→ TASK: Please copy the listing below line for line, character for character, and leave out the pictures.

(Polygon annotations for photos)

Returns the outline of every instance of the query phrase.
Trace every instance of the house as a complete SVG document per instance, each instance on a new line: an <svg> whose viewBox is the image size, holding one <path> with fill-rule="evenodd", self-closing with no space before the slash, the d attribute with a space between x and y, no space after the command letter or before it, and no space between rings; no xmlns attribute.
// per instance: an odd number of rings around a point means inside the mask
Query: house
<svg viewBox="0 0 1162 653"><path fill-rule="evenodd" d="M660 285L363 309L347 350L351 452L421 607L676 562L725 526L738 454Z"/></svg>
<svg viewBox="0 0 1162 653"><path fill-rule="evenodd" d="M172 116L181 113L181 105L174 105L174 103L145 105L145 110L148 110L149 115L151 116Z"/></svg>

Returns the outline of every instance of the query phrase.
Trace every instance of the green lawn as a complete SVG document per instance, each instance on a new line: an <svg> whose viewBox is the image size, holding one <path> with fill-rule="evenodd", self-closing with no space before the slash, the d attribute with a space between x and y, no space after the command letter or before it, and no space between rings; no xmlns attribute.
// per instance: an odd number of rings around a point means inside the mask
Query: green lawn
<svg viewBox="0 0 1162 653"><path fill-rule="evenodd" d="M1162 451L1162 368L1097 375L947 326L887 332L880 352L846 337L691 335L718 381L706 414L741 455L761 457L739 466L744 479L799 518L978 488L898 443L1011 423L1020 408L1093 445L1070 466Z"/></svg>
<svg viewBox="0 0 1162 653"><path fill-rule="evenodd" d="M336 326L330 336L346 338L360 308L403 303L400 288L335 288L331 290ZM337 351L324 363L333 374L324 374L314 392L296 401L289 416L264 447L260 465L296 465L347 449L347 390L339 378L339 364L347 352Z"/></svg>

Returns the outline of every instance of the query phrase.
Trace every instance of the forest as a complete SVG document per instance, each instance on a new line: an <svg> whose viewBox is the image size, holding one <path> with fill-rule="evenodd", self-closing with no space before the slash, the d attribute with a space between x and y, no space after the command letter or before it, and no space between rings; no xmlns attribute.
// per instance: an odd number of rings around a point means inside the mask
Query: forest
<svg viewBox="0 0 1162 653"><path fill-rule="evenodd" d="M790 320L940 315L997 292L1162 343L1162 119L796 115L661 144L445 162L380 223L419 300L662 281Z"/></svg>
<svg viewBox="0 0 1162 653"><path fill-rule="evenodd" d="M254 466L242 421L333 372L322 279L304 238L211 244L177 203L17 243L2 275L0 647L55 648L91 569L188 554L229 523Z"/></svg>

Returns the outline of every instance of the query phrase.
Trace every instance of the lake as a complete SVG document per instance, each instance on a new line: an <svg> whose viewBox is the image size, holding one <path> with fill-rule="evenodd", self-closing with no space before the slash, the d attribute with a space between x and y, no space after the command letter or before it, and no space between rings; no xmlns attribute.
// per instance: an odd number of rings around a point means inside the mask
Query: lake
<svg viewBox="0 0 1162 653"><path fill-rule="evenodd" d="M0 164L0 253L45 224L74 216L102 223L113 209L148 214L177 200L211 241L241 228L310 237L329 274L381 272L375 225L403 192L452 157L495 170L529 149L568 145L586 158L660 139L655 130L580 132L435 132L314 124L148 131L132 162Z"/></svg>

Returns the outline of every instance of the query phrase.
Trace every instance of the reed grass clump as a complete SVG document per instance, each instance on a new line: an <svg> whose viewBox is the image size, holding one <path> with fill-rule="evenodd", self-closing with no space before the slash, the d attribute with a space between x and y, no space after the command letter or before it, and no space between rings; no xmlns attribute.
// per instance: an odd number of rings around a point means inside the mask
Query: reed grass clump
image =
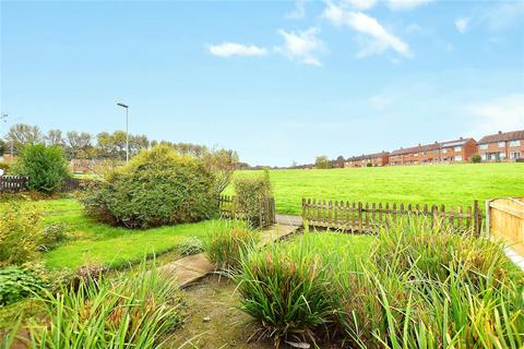
<svg viewBox="0 0 524 349"><path fill-rule="evenodd" d="M246 221L218 221L207 231L204 250L217 269L237 270L240 257L260 241L260 233Z"/></svg>
<svg viewBox="0 0 524 349"><path fill-rule="evenodd" d="M28 325L32 348L158 348L183 318L177 286L145 263L132 277L82 279L39 300L48 321Z"/></svg>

→ OUTPUT OF THE TASK:
Returns the outline of every instance of the query phrase.
Trace every instance of the house as a complete SVG document per instance, each instance on a new line: an <svg> whose viewBox is the image size, holding one <path> with fill-rule="evenodd", self-closing with no space before the slash, the d attribute with a space between x and y, no space after the command letter or before it, and no space between rings; no xmlns attribute.
// per instance: an odd number of rings around a point means inside the mask
Query: house
<svg viewBox="0 0 1162 653"><path fill-rule="evenodd" d="M660 285L363 309L347 350L351 452L421 607L676 562L725 526L738 454Z"/></svg>
<svg viewBox="0 0 1162 653"><path fill-rule="evenodd" d="M172 116L181 113L181 105L174 105L174 103L145 105L145 110L148 110L149 115L151 116Z"/></svg>

Returns the outline of every instance of the query phrase.
Trace every instance of the green lawn as a complete SVG document per instance, each instance on a new line: an <svg> whose viewBox is the image size, holding one <path> with fill-rule="evenodd", self-closing with no space before the slash, the d attribute with a space between x and y, no space after the command letter or before it, and no space between rings; no xmlns attribute.
// per instance: an odd number of rings around a point means inside the mask
Query: green lawn
<svg viewBox="0 0 1162 653"><path fill-rule="evenodd" d="M1162 451L1162 368L1097 375L947 326L887 332L880 352L846 337L691 335L718 381L706 414L741 455L761 457L739 466L744 479L799 518L978 488L898 443L1011 423L1020 408L1093 445L1070 466Z"/></svg>
<svg viewBox="0 0 1162 653"><path fill-rule="evenodd" d="M336 326L330 336L346 338L360 308L403 303L400 288L335 288L331 290ZM337 351L324 363L333 374L324 374L314 392L296 401L289 416L264 447L260 465L296 465L347 449L347 390L339 378L339 364L347 352Z"/></svg>

Returns the outline of every instance of the query phrase.
Trace every instance of the forest as a complete SVG document per instance, each instance on a new line: an <svg> whose viewBox is the image size, holding one <path> with fill-rule="evenodd", self-closing with no space before the slash, the d attribute with a space between x and y, no space after the command letter or before it, and no space between rings; no xmlns attribute.
// per instance: an odd number of rings around a point means inside the mask
Query: forest
<svg viewBox="0 0 1162 653"><path fill-rule="evenodd" d="M790 320L940 315L997 292L1162 343L1162 119L796 115L661 144L445 162L380 223L419 300L662 281Z"/></svg>
<svg viewBox="0 0 1162 653"><path fill-rule="evenodd" d="M254 466L242 421L333 372L322 279L304 238L211 244L177 203L17 243L2 275L0 647L55 648L91 569L188 554L229 523Z"/></svg>

Returns the outline of every instance of the query phrase.
Trace every instance of the lake as a complete SVG document per instance, each instance on a new line: an <svg> whose viewBox is the image size, holding one <path> with fill-rule="evenodd", self-closing with no space before the slash, the d attribute with a space between x and y, no space after the command letter or before it, and no space between rings; no xmlns attribute.
// per instance: an odd number of rings around a point means inside the mask
Query: lake
<svg viewBox="0 0 1162 653"><path fill-rule="evenodd" d="M0 164L0 253L45 224L74 216L102 223L113 209L148 214L177 200L211 241L241 228L310 237L329 274L381 272L375 225L403 192L452 157L495 170L529 149L568 145L586 158L660 139L655 130L580 132L435 132L314 124L148 131L132 162Z"/></svg>

Returns the outline of every instance of the query phrase.
Trace every instance of the reed grass clump as a complete SVG document per instance, each instance on a new line: an <svg> whose viewBox is the image size, holding one <path> with fill-rule="evenodd", self-closing with no space before the slash, the d attribute with a space between x and y, no space after the command letter or before it, and no space between rings; no xmlns attribute.
// per instance: an odd number of rings around a point means inside the mask
Query: reed grass clump
image =
<svg viewBox="0 0 524 349"><path fill-rule="evenodd" d="M246 221L218 221L207 231L204 250L217 269L237 270L240 257L260 241L260 233Z"/></svg>
<svg viewBox="0 0 524 349"><path fill-rule="evenodd" d="M28 325L32 348L158 348L183 318L177 286L145 263L132 277L82 279L39 300L48 321Z"/></svg>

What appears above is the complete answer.